SOURCE EXCERPT:
-- Begin --
Testing is an important part of writing an application. There are many decisions to make about what, how and when to test. It often helps me to think of the costs and values of (potential) tests to reason or talk about them.
This text will explain what these costs and values are and some of the guidelines I derived from this.
Different test types
There are many types of tests. Often symbolized in pyramids like this:
Depending on your setup, you might have a different amount of layers and call them differently. Note that here I’m only considering functional tests. You might want to also have some performance/security/other tests.
Lately I’ve been working on small internal kubernetes pods, then it looks like this:
With these meanings:
“Unit tests” - one class in class-based languages
“Integration tests” - multiple classes, often with embedded database/IO
“System tests” - testing your pod from the outside
“Environment tests” - testing multiple pods together
“Manual tests” - tests that you have not automated (yet)
Note that Environment, System, Integration tests vary in meaning depending on who you talk to. It does help to have consistent naming within your company.
If you have a category “End-to-end tests” and it’s not clear to everyone what they are, consider renaming it to something that describes what those ends are. Is it a mocked, embedded, sandbox or live API?
Value and costs
These things give tests value:
They guard against bugs. The main value of tests is a guarantee that your app behaves in the way you expect it to. And that you can be confident in deploying it to production.
They help write code. You need to specify your inputs and outputs
They shorten the write code - test cycle. Running a unit test goes way faster than a restart of your complete application and doing a manual test.
They help with refactoring. If you have a good set of tests, you can refactor your code without fear.
Documentation of functionality. Tests can have names that describe user expectations
Documentation of the code. Tests are small pieces of code that explain how to call your code under test. And it shows the results.
Tests also have costs:
Time to write them
Time to maintain them. If you change the interface of a function, then tests of that function will break. If you change a class that’s being mocked elsewhere, that mock will break.
-- End --
Point labeling examples:
-- Begin --
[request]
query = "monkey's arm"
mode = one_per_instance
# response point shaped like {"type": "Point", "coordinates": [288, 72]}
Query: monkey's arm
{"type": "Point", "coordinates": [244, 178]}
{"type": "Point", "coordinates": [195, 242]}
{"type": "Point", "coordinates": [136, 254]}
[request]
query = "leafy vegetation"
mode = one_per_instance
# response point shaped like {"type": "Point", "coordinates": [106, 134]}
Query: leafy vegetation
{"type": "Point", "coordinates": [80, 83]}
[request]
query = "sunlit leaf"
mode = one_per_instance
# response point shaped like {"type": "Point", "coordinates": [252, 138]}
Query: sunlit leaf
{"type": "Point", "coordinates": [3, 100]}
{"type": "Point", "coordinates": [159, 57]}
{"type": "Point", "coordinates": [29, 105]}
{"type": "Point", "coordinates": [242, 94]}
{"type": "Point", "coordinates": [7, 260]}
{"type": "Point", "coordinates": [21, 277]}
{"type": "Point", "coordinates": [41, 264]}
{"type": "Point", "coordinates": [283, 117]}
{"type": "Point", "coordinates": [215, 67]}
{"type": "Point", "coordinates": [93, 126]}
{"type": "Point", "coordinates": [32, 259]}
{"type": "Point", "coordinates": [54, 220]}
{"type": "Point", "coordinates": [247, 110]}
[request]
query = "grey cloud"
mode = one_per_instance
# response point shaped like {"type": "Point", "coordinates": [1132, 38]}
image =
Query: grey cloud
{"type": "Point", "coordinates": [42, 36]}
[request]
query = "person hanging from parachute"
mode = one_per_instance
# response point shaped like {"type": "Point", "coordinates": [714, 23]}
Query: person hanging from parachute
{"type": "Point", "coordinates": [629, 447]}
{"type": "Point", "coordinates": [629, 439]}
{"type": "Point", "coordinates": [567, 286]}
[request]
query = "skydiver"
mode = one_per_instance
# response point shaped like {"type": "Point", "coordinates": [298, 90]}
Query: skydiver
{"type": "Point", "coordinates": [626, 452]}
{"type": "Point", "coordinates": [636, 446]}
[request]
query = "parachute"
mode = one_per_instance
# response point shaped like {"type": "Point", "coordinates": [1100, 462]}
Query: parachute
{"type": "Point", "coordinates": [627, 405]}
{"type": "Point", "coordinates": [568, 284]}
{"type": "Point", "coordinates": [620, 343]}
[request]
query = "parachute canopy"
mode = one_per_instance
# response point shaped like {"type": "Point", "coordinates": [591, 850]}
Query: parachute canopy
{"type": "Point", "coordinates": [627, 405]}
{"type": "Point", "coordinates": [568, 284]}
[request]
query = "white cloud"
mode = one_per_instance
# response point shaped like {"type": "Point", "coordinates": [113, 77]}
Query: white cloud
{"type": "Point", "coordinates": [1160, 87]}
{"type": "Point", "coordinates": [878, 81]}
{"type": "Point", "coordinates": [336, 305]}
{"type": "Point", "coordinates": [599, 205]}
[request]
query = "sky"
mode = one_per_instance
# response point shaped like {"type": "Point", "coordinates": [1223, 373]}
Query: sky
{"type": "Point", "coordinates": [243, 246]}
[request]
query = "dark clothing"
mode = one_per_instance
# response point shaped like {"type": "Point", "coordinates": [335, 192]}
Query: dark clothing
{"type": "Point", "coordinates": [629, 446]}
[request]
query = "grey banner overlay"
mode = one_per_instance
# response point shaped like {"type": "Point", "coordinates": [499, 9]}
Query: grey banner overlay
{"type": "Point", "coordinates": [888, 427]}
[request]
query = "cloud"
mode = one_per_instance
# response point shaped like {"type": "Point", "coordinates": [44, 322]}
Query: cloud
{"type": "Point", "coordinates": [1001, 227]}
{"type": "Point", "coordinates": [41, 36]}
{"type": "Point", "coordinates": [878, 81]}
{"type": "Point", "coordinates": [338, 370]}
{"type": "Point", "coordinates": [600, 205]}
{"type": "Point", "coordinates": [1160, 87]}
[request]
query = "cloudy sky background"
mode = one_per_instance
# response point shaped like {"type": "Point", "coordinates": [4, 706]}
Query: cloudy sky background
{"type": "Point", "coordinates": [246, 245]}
-- End --
-- Begin --
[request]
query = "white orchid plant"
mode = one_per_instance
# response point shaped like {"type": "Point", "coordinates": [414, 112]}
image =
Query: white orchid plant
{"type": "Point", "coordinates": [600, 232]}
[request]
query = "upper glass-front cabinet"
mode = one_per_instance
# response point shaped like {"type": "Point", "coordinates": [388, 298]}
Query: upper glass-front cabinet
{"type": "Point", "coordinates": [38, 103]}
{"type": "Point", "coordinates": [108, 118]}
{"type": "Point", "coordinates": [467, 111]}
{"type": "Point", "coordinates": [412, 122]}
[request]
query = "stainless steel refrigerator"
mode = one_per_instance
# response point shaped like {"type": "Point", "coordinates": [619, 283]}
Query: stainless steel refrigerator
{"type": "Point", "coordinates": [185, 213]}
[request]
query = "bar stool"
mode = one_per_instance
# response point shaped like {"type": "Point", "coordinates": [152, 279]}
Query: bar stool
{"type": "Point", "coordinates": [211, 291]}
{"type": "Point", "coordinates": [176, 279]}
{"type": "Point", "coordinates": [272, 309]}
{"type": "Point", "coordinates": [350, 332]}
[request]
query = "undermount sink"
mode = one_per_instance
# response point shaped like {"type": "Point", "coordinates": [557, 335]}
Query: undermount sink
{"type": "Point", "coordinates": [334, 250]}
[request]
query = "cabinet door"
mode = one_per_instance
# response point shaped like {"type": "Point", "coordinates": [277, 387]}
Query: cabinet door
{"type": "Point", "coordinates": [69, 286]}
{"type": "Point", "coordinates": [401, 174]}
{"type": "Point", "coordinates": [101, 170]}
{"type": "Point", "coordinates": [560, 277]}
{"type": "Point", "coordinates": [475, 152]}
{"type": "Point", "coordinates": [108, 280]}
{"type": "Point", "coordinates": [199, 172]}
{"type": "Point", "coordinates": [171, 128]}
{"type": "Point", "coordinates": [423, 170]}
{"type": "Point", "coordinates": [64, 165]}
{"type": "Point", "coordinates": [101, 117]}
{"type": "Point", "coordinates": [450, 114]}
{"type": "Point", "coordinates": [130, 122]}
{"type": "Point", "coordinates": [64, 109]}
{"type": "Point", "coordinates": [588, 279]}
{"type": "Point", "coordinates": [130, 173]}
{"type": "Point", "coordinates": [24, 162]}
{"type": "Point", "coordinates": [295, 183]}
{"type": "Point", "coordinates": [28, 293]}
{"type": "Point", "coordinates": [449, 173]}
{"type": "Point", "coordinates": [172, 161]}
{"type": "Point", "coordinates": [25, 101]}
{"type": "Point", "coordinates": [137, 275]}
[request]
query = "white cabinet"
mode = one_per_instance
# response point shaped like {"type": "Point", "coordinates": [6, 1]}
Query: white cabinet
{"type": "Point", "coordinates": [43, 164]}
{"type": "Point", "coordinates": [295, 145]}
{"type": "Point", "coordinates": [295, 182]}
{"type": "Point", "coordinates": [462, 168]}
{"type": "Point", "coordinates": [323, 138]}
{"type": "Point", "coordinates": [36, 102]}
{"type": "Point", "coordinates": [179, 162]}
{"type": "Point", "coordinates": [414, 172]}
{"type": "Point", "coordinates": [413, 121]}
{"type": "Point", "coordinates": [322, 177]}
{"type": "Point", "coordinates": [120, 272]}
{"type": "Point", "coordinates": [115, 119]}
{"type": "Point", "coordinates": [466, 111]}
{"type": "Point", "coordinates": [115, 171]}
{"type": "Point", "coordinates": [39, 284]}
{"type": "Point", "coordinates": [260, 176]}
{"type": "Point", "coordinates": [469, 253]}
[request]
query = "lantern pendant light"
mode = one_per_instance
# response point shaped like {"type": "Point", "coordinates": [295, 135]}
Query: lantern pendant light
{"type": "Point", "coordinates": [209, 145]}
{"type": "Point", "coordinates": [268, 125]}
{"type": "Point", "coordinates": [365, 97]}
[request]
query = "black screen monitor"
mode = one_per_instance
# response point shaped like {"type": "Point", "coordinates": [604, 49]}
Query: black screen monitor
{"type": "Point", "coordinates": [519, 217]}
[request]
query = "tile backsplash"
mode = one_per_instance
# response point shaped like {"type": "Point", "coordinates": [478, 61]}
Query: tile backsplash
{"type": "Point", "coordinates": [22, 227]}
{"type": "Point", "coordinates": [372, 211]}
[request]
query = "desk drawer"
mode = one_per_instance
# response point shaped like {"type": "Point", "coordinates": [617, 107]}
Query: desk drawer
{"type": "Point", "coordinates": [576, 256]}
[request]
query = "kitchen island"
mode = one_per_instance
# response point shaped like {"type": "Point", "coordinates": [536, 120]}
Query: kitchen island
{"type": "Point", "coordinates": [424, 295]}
-- End --
THE TASKS:
1. According to the article on test costs and values, why does maintaining tests take time? Answer in one to three sentences.
2. Gather every line of the rows that contains the string "island", treating uppercase and lowercase letters as different.

ANSWERS FOR THIS EXERCISE:
1. Changes to the code break existing tests. If you change the interface of a function, the tests of that function break, and if you change a class that is mocked elsewhere, that mock breaks.

2.
query = "kitchen island"
Query: kitchen island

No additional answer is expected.